━━━ Text provided
Research in the field of infrared and Raman spectroscopy deals with the development and application of molecular spectroscopic analysis techniques for qualitative and quantitative analysis. The working group "Environment-, Process Analytics and Sensors" under the direction of  Univ.Prof. B. Lendl, opens an external URL in a new window focuses on new technological developments, such as infrared quantum cascade laser, optical waveguide (planar waveguides and fibers), standing ultrasound fields for particle manipulation as well as the conception of new software for multimodal and multivariant data analysis. The aim is to develop and apply improved analytical chemical measuring systems by combining new technologies. These novel measuring systems can be used to solve analytical-chemical problems from a wide variety of application areas such as environmental and process analysis, medical diagnostics and the life sciences.

The following measuring devices are available:


Available devices

The two nanoIR instruments, a nanoIR 1 and the cutting-edge nanoIR 3s, are scanning probe microscopes optimized for optical near-field spectroscopy with photothermal induced resonance (PTIR or AFM-IR) and are coupled two pulsed MIR lasers.

The local optical absorption is measured via the thermal expansion of the sample to achieve a lateral spatial resolution below the diffraction limit (~20 nm). Ultra-high resolution AFM-IR near-field spectra can be directly compared with conventional FTIR transmissions or ATR spectra, thus allowing chemical analysis in the nanometre range.

In addition, the nanoIR systems also provides AFM topography images. In SJEM (Scanning Joule Expansion Mode) local resistance heating in circuits and devices can be quantified.
━━━━━━
━━━ Extracted material
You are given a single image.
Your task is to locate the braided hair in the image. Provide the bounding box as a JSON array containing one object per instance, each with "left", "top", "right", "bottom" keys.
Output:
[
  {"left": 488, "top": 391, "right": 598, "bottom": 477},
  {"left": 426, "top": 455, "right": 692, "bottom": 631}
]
━━━━━━
What to work on ->
[1] Can you transcribe the spectroscopy page word for word, starting with "Available devices" and going on through "can be quantified."?
[2] Which new technological developments does the spectroscopy page say the working group focuses on?
These rows come from a different source than the spectroscopy page.

Solutions in order ->
[1]
Available devices

The two nanoIR instruments, a nanoIR 1 and the cutting-edge nanoIR 3s, are scanning probe microscopes optimized for optical near-field spectroscopy with photothermal induced resonance (PTIR or AFM-IR) and are coupled two pulsed MIR lasers.

The local optical absorption is measured via the thermal expansion of the sample to achieve a lateral spatial resolution below the diffraction limit (~20 nm). Ultra-high resolution AFM-IR near-field spectra can be directly compared with conventional FTIR transmissions or ATR spectra, thus allowing chemical analysis in the nanometre range.

In addition, the nanoIR systems also provides AFM topography images. In SJEM (Scanning Joule Expansion Mode) local resistance heating in circuits and devices can be quantified.

[2]
- Infrared quantum cascade laser
- Optical waveguide (planar waveguides and fibers)
- Standing ultrasound fields for particle manipulation
- The conception of new software for multimodal and multivariant data analysis